> [MATERIAL PROVIDED]
--- START ---

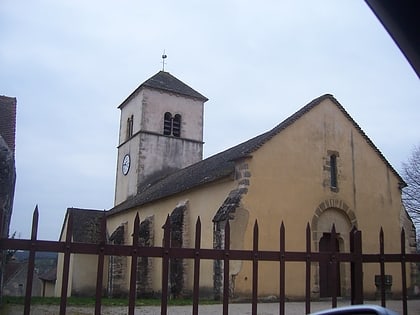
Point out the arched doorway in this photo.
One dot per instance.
(326, 244)
(332, 212)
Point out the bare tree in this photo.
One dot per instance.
(411, 193)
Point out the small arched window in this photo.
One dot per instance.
(167, 124)
(333, 171)
(172, 125)
(129, 132)
(176, 126)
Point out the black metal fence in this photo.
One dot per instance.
(355, 257)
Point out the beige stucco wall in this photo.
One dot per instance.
(149, 149)
(290, 183)
(82, 272)
(203, 202)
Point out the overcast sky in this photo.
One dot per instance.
(71, 63)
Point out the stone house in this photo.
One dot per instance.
(316, 167)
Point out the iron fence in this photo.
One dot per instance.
(355, 257)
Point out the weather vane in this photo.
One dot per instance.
(163, 60)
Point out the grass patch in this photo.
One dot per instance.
(86, 301)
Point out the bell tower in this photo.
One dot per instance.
(161, 130)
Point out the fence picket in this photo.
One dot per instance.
(196, 288)
(255, 269)
(133, 271)
(165, 265)
(282, 279)
(382, 266)
(403, 273)
(31, 262)
(100, 272)
(66, 265)
(308, 270)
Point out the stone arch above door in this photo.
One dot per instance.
(329, 212)
(330, 205)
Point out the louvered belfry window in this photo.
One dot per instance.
(167, 124)
(333, 170)
(172, 125)
(176, 125)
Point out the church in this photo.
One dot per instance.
(317, 167)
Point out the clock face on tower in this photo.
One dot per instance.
(125, 167)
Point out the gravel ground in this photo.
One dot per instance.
(292, 308)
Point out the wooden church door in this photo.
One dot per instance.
(325, 288)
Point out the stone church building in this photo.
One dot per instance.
(316, 167)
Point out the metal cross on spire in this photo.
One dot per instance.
(163, 60)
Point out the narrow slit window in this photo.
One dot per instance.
(176, 126)
(129, 132)
(167, 124)
(333, 170)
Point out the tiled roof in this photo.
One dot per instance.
(166, 82)
(223, 164)
(8, 121)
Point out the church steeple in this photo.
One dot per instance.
(161, 130)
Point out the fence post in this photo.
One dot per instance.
(31, 263)
(100, 272)
(282, 259)
(334, 267)
(226, 270)
(133, 272)
(255, 269)
(66, 264)
(165, 265)
(197, 266)
(382, 266)
(308, 270)
(356, 267)
(403, 273)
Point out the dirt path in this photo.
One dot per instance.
(294, 308)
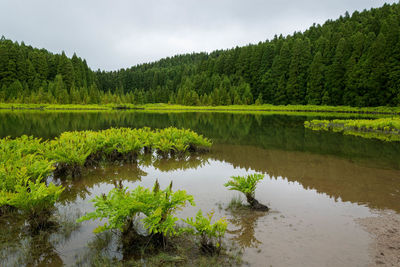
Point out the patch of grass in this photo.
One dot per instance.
(232, 108)
(385, 129)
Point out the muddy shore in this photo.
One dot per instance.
(385, 232)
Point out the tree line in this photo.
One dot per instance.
(354, 60)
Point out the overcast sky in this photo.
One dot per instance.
(113, 34)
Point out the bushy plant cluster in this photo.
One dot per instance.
(211, 234)
(156, 210)
(26, 162)
(247, 185)
(386, 129)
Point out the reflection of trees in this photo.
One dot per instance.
(336, 177)
(181, 163)
(267, 131)
(80, 186)
(41, 252)
(245, 220)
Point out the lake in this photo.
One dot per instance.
(316, 183)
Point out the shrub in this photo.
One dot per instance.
(247, 185)
(122, 207)
(211, 234)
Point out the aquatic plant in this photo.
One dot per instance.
(211, 234)
(385, 129)
(36, 200)
(26, 162)
(247, 185)
(122, 209)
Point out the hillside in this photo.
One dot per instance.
(354, 60)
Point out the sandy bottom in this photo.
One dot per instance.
(385, 230)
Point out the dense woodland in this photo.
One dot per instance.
(354, 60)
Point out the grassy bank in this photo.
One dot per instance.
(233, 108)
(386, 129)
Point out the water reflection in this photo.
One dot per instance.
(281, 132)
(317, 181)
(245, 222)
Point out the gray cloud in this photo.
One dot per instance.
(119, 34)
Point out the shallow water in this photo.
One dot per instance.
(316, 185)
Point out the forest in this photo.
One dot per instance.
(353, 61)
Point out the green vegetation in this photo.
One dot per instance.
(122, 209)
(350, 61)
(386, 129)
(258, 109)
(247, 185)
(26, 162)
(155, 210)
(210, 233)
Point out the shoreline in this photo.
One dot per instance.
(235, 108)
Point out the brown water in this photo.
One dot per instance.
(316, 185)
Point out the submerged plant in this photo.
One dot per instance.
(122, 209)
(36, 200)
(247, 185)
(211, 234)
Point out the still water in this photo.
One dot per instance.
(316, 184)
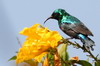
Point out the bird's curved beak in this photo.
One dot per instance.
(51, 17)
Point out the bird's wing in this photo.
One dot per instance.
(81, 28)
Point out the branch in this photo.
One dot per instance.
(66, 41)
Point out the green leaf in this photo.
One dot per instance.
(81, 62)
(97, 63)
(12, 58)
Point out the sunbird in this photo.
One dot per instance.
(73, 27)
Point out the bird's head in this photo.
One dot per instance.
(57, 14)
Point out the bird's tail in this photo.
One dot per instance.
(87, 42)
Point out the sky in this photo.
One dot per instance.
(17, 14)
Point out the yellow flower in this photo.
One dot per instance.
(37, 44)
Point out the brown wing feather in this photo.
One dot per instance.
(82, 29)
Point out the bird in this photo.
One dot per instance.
(73, 27)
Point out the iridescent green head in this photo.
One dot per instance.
(58, 14)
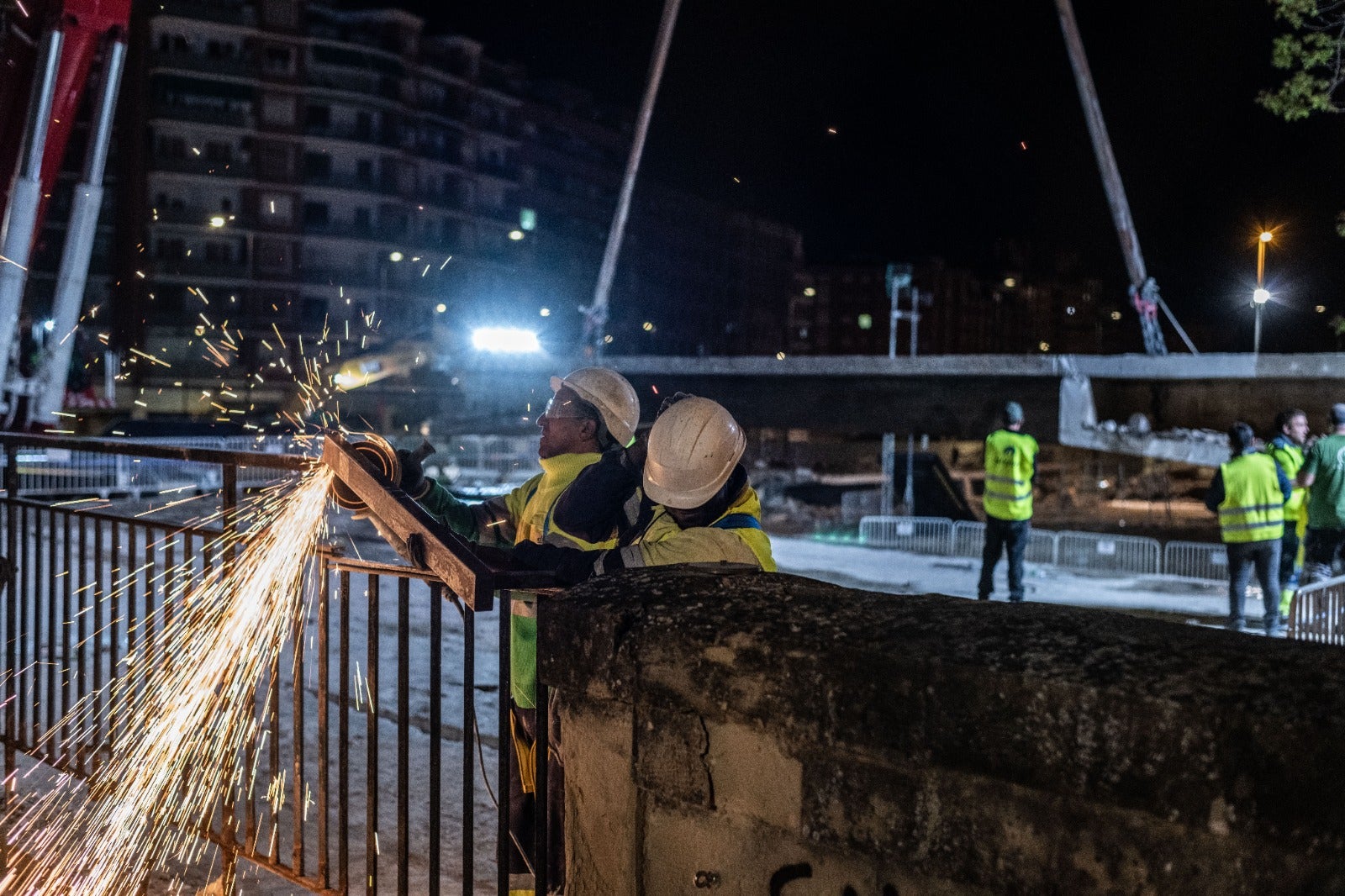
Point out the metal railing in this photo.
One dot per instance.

--- END ---

> [WHAT TO WORK ON] The answer is the entries above, given again exactly, with no pictures among them.

> [RESULT]
Point out the arched doorway in this photo.
One dot per instance.
(326, 244)
(332, 212)
Point out the bare tree in this photo.
One dot per instance.
(411, 193)
Point out the small arched window in this photo.
One dot per instance.
(167, 124)
(333, 171)
(172, 125)
(129, 132)
(176, 126)
Point out the black metal fence in this photo.
One dot per instance.
(355, 257)
Point out the beige stucco wall in this photo.
One dot per instance.
(149, 149)
(290, 183)
(82, 272)
(203, 202)
Point out the overcast sky in this photo.
One dot per instance.
(71, 63)
Point out the stone house in this photo.
One dot per instance.
(316, 167)
Point out the iron fence in this photo.
One dot per instance.
(355, 257)
Point out the weather vane in this photo.
One dot per instance.
(163, 60)
Point out the grass patch in this photo.
One dot per instance.
(86, 301)
Point out the bell tower in this photo.
One dot per instance.
(161, 130)
Point out the fence picket in this photo.
One dot per instance.
(196, 288)
(255, 269)
(133, 271)
(165, 265)
(282, 279)
(382, 266)
(403, 273)
(31, 262)
(100, 272)
(66, 265)
(308, 270)
Point out the stone arch above door in this photo.
One dot per instance.
(329, 212)
(330, 205)
Point out the louvered belfry window in this photo.
One dot per instance.
(167, 124)
(333, 170)
(172, 125)
(176, 125)
Point out the church in this photo.
One dot per instance.
(317, 167)
Point out the clock face on tower in this photo.
One dot per instance.
(125, 167)
Point out the gravel ground in this photo.
One dot per instance.
(292, 308)
Point out the wooden church door in this photo.
One dot per instance.
(325, 288)
Point out the stone church building in this photo.
One dot per instance.
(316, 167)
Point out the metal cross on spire in this photo.
One dot per instance.
(163, 60)
Point out the narrow slit window in this photo.
One dot per instance.
(176, 126)
(129, 132)
(167, 124)
(333, 170)
Point out the tiled roof in this photo.
One dot per instance.
(166, 82)
(223, 164)
(8, 121)
Point out the church steeple in this photo.
One dot per instance.
(161, 130)
Point out the fence post in this photo.
One dot per instance.
(31, 263)
(100, 272)
(282, 259)
(334, 267)
(226, 270)
(133, 272)
(255, 269)
(66, 264)
(165, 265)
(197, 266)
(382, 266)
(308, 270)
(356, 267)
(403, 273)
Point out the dirt path in this photo.
One dot per instance.
(294, 308)
Point out the patch of grass in this photo.
One dot per instance.
(232, 108)
(385, 129)
Point out the muddy shore in this photo.
One dot per instance.
(385, 232)
Point out the tree line in this photo.
One dot per instance.
(354, 60)
Point out the overcast sky in this photo.
One dot per instance.
(113, 34)
Point out the bushy plant cluster in this photo.
One dot per instance.
(211, 234)
(156, 210)
(26, 162)
(247, 185)
(386, 129)
Point out the reflection of trees in this photo.
One dot per instance.
(336, 177)
(181, 163)
(267, 131)
(80, 186)
(41, 252)
(245, 220)
Point out the lake in this photo.
One dot per instance.
(316, 183)
Point out the shrub in this photo.
One dot per instance.
(247, 185)
(122, 207)
(211, 234)
Point out the aquatic plant in this photo.
One dot per instance.
(211, 234)
(385, 129)
(36, 200)
(26, 162)
(247, 185)
(122, 209)
Point out the hillside in this photo.
One dot per instance.
(354, 60)
Point out the sandy bottom in this photo.
One dot per instance.
(385, 230)
Point out the dense woodland in this photo.
One dot per instance.
(354, 60)
Point out the grassy bank in this photo.
One dot per instance.
(233, 108)
(386, 129)
Point out the water reflection in this photo.
One dot per instance.
(281, 132)
(317, 181)
(245, 222)
Point out the gray cloud in this photo.
One dot per instance.
(119, 34)
Point out the shallow water in this photo.
One dot per instance.
(316, 185)
Point out the forest in this photo.
One dot per instance.
(353, 61)
Point out the green vegetation in this photo.
One dot per instance.
(122, 209)
(350, 61)
(386, 129)
(258, 109)
(247, 185)
(26, 162)
(155, 210)
(210, 233)
Point out the shoreline in this photo.
One dot per instance.
(235, 108)
Point out the brown water in this photo.
One dot per instance.
(316, 185)
Point out the submerged plant in this photo.
One dot per instance.
(122, 209)
(36, 200)
(247, 185)
(211, 234)
Point out the still water in this photo.
One dot per instance.
(316, 184)
Point out the bird's curved beak in this photo.
One dot per instance.
(51, 17)
Point out the bird's wing in this photo.
One dot per instance.
(81, 28)
Point out the branch in this photo.
One dot per instance.
(66, 41)
Point out the green leaf in this photo.
One dot per instance.
(81, 62)
(97, 63)
(12, 58)
Point out the sunbird in this photo.
One dot per instance.
(73, 27)
Point out the bird's head in this photo.
One dot per instance.
(57, 14)
Point out the bird's tail in this photo.
One dot per instance.
(87, 42)
Point out the sky in this photo.
One dot per instance.
(17, 14)
Point out the yellow flower in this photo.
One dot per instance.
(37, 44)
Point out the brown wing feather in this photo.
One dot per instance.
(82, 29)
Point out the bird in this photo.
One dot per instance.
(73, 27)
Point out the iridescent green head in this photo.
One dot per instance.
(58, 14)
Point out the metal railing in this photo.
One dot per instance.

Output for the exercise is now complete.